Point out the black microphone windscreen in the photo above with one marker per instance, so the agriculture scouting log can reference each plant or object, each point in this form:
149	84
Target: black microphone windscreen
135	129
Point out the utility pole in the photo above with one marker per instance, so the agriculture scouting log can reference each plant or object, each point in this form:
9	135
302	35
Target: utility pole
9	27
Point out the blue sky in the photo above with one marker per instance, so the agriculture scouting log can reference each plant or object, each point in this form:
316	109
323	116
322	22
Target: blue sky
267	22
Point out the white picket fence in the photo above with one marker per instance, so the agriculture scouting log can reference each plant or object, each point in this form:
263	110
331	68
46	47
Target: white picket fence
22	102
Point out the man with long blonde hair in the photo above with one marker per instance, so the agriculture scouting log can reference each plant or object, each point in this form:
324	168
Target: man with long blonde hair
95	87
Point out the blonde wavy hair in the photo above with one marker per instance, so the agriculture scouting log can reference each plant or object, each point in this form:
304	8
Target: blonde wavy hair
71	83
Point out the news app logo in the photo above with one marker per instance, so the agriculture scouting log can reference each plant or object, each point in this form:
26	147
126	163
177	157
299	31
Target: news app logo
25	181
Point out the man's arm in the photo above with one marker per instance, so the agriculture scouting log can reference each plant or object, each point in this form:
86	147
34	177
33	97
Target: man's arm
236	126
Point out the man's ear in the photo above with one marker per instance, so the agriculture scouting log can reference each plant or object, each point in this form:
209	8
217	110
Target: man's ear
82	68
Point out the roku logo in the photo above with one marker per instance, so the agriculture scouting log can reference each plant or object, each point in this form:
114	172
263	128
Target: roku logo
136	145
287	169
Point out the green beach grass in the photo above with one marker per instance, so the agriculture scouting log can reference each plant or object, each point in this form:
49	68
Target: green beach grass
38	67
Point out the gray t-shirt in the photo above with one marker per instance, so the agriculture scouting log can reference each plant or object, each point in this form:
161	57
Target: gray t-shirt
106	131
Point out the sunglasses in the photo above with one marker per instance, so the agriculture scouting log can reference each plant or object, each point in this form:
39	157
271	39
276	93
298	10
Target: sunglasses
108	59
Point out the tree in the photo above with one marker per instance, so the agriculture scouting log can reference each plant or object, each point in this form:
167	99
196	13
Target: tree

• What is required: Give all the entries again exactly; leave none out.

• Solved problem:
Point out the black microphone windscreen in the photo above with one marker per instance, so the agriculture scouting log can reference each plant or object, each point in this form:
149	84
Target: black microphone windscreen
135	129
Point out the utility pole in the photo above with one marker per instance, so the agriculture scouting log can reference each plant or object, each point in this form:
9	135
302	35
Target: utility pole
9	27
Point out the blue sky in the photo above with one marker per instance, so the agriculture scouting log can reference each plant or object, each point in this form:
316	109
323	116
322	22
Target: blue sky
267	22
Point out the white picket fence in the photo above with one marker per instance, so the agriculture scouting log can reference each plant or object, each point in this form:
263	110
331	68
46	47
Target: white picket fence
22	102
Point out the man with long blonde hair in the photo above with one marker per instance, so the agriculture scouting log can reference each plant or object, each point in this form:
324	168
Target: man with long blonde hair
95	87
Point out the blonde wavy hair in the photo above with one marker per instance, so the agriculture scouting log can reference each plant or object, each point in this form:
304	8
Target: blonde wavy hair
71	83
Point out the news app logo in the photo above with one marker per instance, so the agriculture scouting log can reference each plant or object, each point in this form:
26	147
126	163
177	157
299	31
Target: news app logo
25	181
Point out the man's arm in the photo above with one marker per instance, so the agriculture scouting log can reference each plant or object, each point in this form:
86	147
34	177
33	97
Target: man's arm
236	126
Point out the man's ear in the photo above with one marker per instance, so the agriculture scouting log can reference each plant or object, each point in this form:
209	8
217	110
Target: man's ear
82	68
Point out the roku logo in the photo above with one marker per instance, so the agriculture scouting log can reference each plant or object, each point in this form:
114	172
263	128
Target: roku logo
136	145
287	169
Point out the green beach grass in the photo above with one marker per instance, so the agriculture scouting log can reference each plant or object, each point in this form:
49	68
Target: green beach grass
38	67
Point out the gray t-shirt in the photo above with one marker per instance, so the agriculture scouting log can reference each plant or object, each point in this form:
161	57
Target: gray t-shirt
106	131
Point out the sunglasses in the photo above with one marker per instance, so the agriculture scouting log can reference each plant or object, each point in this form:
39	157
271	39
276	93
298	10
Target: sunglasses
108	59
Point out the tree in the photo above with one marker per instance, so the agriculture scouting log can reference each plant or object, each point in this form:
167	99
196	13
Target: tree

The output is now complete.